WORK REQUIRED: Present the data below as a numbered list with one entry per line, skipping any blank lines and leaving the pictures out.

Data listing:
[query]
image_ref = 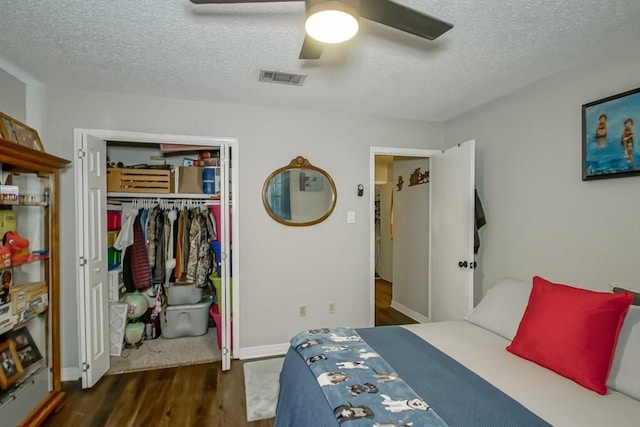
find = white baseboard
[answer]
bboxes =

ANSWER TO THE TASK:
1. [query]
2. image_ref = 
3. find = white baseboard
4. [answer]
5. bboxes =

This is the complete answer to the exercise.